Passage:
· · · · ·

There are many sub-illnesses and pathologies that accompany Bipolar II disorder.  Here’s a story about one mine:  I experience “excoriation,” a symptom of OCD. This is just one way how Bipolar II disorder affects people who are suffering from it.

In February one of my closest friends, Lisa, comes to Florida to visit with her daughter Susan, who had been best friends with my twins Sam and Maya since they were in utero. Lisa knows I am in crisis. Not long after she arrives, I tell her about my dilemma of the moment: I have a new set of prescriptions from a psychiatrist who practices “integrative psycho-pharmacology.” That is, he prescribes allopathic meds as well as all kinds of herbal, nutritional and homeopathic supplements. But I had to travel fifteen feet from the room where I’d been speaking with him and taken some cryptic notes, to the kitchen, where I kept the numerous supplements he’d recommended. During those fifteen feet, I completely lost focus. By the time I reached the refrigerator to locate the supplements, I’d forgotten what he’d recommended. And I couldn’t follow my own notes on what to do.

Lisa recommends that I make a chart to track times, dates, and dosages of the various meds. This proves to be completely overwhelming. I can’t sequence my thoughts enough to focus on the task. But since my friend has come all this way, and is here to support me, I want to try for her. I struggle to remember what I am doing yet draw a blank. My expression must have reflected this as I witnessed the sad, compassionate wince on the face of this friend who knows me to be, in her word, “brilliant.”

“Wow,” she says, catching her breath. “I didn’t realize it was this bad.”

“It is.”

Stripped bare, vulnerable, in the depths of my dysfunction, I feel embarrassed and relieved. To be seen in the raw, in my inability to process simple information. Maybe having seen the real current version of me, Lisa can help figure out what to do.

· · · · ·

Information shown:
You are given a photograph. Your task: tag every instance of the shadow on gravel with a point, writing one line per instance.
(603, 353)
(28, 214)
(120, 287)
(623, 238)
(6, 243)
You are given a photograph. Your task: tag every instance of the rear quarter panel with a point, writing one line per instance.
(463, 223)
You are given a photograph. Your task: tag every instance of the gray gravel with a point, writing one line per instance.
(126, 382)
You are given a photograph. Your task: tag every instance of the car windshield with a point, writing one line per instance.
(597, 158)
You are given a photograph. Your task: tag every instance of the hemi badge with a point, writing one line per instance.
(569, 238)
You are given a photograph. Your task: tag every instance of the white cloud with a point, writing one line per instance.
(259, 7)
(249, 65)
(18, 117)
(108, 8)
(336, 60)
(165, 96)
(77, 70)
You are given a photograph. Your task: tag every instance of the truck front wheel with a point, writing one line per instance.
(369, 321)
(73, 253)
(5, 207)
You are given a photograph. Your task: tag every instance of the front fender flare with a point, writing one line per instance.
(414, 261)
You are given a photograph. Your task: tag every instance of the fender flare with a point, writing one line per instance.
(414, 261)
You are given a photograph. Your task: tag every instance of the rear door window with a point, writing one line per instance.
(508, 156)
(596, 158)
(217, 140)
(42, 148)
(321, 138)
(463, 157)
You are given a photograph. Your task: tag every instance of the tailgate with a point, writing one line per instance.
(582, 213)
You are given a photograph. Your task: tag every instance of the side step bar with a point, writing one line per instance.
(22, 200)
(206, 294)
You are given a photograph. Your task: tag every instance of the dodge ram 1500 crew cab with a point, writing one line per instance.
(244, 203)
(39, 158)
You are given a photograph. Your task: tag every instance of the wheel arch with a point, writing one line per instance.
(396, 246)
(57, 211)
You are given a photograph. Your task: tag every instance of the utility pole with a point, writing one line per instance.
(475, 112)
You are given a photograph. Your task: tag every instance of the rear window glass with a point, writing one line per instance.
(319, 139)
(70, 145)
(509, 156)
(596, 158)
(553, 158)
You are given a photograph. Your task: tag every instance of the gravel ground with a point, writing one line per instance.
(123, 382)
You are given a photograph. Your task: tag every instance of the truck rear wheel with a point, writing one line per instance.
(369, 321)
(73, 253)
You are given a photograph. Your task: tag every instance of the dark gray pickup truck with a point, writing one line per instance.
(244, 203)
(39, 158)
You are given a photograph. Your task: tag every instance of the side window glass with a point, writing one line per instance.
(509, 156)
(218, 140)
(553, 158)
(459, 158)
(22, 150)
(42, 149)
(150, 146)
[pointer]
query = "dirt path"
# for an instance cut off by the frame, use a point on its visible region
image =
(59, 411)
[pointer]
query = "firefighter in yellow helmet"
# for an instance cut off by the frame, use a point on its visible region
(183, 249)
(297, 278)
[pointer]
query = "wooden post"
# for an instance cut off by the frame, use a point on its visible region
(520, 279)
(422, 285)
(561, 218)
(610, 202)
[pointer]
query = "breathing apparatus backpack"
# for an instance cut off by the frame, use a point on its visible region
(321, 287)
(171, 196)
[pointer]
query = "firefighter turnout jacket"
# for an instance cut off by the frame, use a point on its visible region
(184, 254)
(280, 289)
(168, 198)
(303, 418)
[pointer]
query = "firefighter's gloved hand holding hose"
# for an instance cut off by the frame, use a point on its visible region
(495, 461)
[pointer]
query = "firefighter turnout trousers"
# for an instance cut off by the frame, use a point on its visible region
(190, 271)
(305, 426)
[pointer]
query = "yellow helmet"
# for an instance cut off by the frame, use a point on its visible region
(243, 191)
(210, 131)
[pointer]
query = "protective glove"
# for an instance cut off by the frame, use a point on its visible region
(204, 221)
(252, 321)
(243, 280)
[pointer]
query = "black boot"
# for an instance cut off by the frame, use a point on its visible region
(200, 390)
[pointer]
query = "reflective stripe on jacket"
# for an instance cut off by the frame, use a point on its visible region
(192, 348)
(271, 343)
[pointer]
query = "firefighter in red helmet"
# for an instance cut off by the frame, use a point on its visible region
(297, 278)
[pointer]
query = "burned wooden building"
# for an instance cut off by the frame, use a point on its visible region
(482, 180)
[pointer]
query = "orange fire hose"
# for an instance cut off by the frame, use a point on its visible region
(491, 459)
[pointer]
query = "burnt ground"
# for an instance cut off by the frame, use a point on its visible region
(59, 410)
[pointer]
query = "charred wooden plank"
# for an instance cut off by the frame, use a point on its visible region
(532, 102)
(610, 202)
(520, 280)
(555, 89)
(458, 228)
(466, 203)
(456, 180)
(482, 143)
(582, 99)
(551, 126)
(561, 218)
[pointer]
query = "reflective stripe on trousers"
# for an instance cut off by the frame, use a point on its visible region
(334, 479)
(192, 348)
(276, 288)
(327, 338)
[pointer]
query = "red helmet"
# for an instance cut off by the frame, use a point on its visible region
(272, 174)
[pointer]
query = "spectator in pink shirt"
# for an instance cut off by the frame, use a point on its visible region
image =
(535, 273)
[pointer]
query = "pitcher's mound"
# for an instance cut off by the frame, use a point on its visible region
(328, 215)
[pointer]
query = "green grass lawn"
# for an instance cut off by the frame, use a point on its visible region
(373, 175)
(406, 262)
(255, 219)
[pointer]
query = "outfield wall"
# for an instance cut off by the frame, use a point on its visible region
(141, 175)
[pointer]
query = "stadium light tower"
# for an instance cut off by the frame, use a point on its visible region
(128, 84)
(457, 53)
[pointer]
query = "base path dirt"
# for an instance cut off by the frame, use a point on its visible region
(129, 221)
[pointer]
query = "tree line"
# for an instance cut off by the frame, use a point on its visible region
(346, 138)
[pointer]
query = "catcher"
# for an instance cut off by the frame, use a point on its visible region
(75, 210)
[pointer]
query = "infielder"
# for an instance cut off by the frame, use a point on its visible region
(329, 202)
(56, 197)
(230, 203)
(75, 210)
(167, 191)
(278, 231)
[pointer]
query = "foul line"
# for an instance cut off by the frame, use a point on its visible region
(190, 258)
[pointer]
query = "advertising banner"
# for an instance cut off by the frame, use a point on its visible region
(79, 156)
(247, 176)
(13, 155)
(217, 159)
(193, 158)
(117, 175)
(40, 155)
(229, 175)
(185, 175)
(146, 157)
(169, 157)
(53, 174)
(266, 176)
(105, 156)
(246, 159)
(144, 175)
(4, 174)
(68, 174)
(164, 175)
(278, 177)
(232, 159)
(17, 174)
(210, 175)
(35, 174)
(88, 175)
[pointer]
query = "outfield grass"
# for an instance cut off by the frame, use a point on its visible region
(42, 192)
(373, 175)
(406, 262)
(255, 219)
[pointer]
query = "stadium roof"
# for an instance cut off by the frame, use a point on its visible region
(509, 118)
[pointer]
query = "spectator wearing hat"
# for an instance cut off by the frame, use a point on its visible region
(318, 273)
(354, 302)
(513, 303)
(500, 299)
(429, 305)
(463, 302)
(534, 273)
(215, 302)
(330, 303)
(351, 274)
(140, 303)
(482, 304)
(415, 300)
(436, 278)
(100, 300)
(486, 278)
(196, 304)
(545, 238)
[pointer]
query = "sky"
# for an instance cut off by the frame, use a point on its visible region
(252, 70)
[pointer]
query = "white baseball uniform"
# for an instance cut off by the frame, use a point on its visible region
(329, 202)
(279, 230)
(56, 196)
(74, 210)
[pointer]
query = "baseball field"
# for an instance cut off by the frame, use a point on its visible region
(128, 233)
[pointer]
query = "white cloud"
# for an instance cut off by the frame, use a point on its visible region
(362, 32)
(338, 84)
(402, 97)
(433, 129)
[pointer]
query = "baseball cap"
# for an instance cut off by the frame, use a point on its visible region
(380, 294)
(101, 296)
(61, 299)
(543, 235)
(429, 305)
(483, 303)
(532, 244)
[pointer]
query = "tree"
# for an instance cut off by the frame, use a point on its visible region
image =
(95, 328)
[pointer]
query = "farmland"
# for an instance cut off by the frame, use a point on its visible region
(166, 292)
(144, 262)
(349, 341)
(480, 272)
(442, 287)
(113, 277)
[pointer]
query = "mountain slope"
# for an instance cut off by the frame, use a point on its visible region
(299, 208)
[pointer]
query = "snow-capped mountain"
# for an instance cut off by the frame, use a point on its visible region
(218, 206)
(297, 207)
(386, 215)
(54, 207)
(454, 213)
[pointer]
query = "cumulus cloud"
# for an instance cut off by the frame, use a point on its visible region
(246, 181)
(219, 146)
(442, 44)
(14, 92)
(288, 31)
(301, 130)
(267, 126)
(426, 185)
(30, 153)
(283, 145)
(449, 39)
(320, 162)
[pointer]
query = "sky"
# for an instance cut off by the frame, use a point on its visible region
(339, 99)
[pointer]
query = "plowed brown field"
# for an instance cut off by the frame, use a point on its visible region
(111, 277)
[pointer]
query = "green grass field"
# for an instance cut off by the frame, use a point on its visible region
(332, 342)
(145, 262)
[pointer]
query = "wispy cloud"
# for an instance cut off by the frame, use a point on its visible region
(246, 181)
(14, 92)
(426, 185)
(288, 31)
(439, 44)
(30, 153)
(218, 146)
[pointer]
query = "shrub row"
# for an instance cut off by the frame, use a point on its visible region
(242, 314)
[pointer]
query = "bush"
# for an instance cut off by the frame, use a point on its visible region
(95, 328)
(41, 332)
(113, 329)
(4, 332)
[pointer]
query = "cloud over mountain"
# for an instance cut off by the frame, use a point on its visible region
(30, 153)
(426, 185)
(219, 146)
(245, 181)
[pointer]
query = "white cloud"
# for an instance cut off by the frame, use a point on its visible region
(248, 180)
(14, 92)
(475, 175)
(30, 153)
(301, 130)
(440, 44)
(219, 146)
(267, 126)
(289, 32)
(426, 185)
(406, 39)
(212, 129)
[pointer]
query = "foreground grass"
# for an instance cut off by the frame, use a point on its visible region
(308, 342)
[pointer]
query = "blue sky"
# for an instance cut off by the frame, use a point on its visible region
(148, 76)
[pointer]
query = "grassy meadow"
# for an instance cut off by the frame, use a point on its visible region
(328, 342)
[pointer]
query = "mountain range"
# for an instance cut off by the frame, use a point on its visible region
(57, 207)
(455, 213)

· · · · ·

Instructions to follow:
Please copy the passage about Bipolar II, starting at "In February one" and stopping after "on what to do.", and change "refrigerator" to "fridge". The listing is separate material and has nothing to do with the passage.

Solution to this problem:
In February one of my closest friends, Lisa, comes to Florida to visit with her daughter Susan, who had been best friends with my twins Sam and Maya since they were in utero. Lisa knows I am in crisis. Not long after she arrives, I tell her about my dilemma of the moment: I have a new set of prescriptions from a psychiatrist who practices “integrative psycho-pharmacology.” That is, he prescribes allopathic meds as well as all kinds of herbal, nutritional and homeopathic supplements. But I had to travel fifteen feet from the room where I’d been speaking with him and taken some cryptic notes, to the kitchen, where I kept the numerous supplements he’d recommended. During those fifteen feet, I completely lost focus. By the time I reached the fridge to locate the supplements, I’d forgotten what he’d recommended. And I couldn’t follow my own notes on what to do.